From the entries below, count the lines with "When". Write only the count.

• • • •

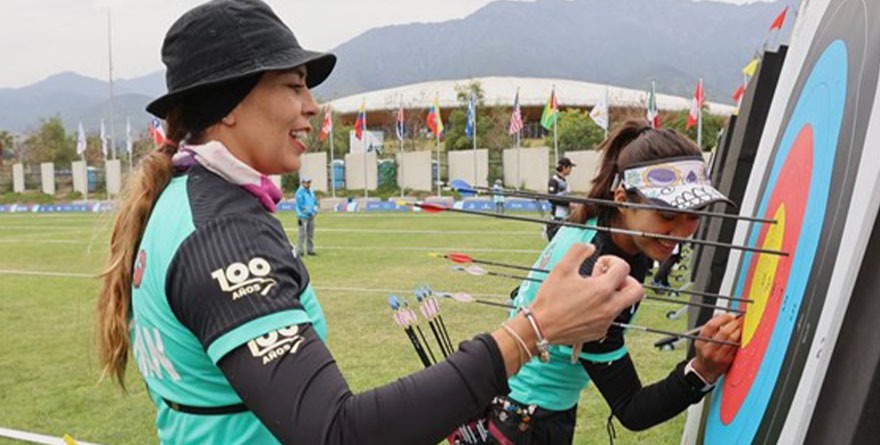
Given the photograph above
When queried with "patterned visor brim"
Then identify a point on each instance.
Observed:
(683, 183)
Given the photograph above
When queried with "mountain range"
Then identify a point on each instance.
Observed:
(619, 42)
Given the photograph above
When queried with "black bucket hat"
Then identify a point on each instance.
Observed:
(225, 40)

• • • •

→ **SOLUTION TO THIS EXERCISE**:
3